__Stated exercise__. Copy out the listing below word for word, leaving out any picture.

__Supplied information__.
——————
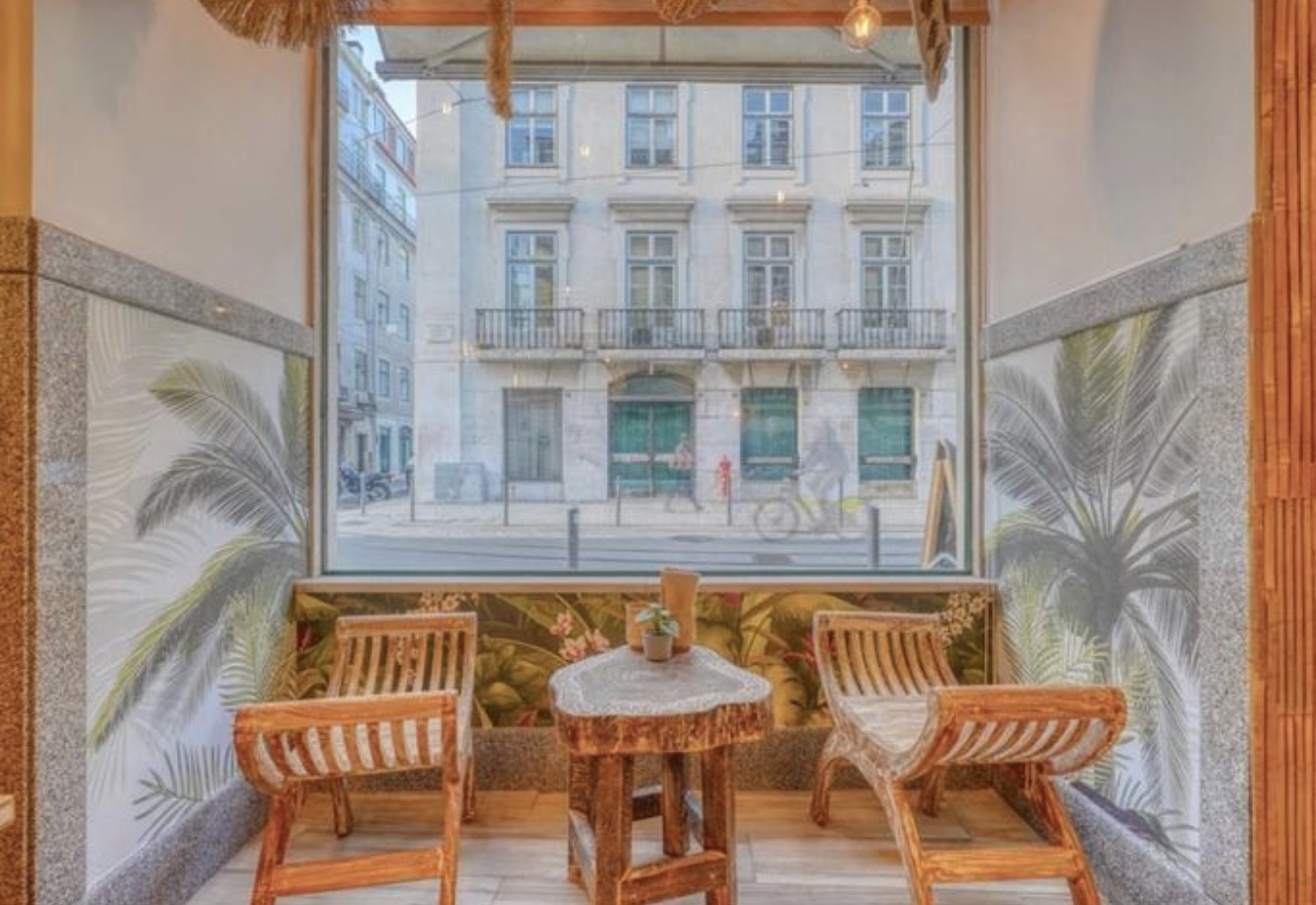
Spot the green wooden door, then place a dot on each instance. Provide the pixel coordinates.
(642, 439)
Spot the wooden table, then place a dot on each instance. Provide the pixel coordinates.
(614, 706)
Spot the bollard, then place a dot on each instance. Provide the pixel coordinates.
(874, 538)
(573, 538)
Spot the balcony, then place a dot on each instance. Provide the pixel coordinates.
(879, 332)
(770, 333)
(648, 333)
(530, 334)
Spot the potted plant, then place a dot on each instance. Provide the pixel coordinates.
(659, 631)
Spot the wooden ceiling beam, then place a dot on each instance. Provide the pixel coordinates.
(603, 13)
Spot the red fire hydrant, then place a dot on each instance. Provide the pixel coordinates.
(724, 476)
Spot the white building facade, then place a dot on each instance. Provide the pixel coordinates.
(375, 278)
(762, 273)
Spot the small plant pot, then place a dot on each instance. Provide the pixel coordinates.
(658, 646)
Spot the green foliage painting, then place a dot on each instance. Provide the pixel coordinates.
——————
__Problem solution__.
Spot the green wooden door, then place a dot on each instance. Provide the pixel coordinates.
(642, 439)
Spot the wooden table, then place a dot on each instance. Provide the pixel coordinates.
(614, 706)
Spot the bollard, then place a dot on each instance. Provide the pixel coordinates.
(874, 538)
(573, 538)
Spot the balcony, then place a dot on each instance. Provide the pixel coordinates.
(879, 332)
(770, 333)
(648, 333)
(530, 334)
Spot the potted plant, then place a dot on each instance. Provide the pixel coordinates.
(659, 631)
Spot the wooden ceiling beam, then place a dot on each instance. Provide the pixel coordinates.
(603, 13)
Spot the red fire hydrant, then place a dot on each instance. Provide the pixel coordinates.
(724, 476)
Spot the white building facade, then place a dot on each instance. Provide the pixel coordinates.
(375, 278)
(762, 273)
Spot the small plant pot, then place a dot on each instance. Provide the pixel coordinates.
(658, 646)
Spot the green foliage painting, then place a dot on each instance. Provide the pixel coordinates.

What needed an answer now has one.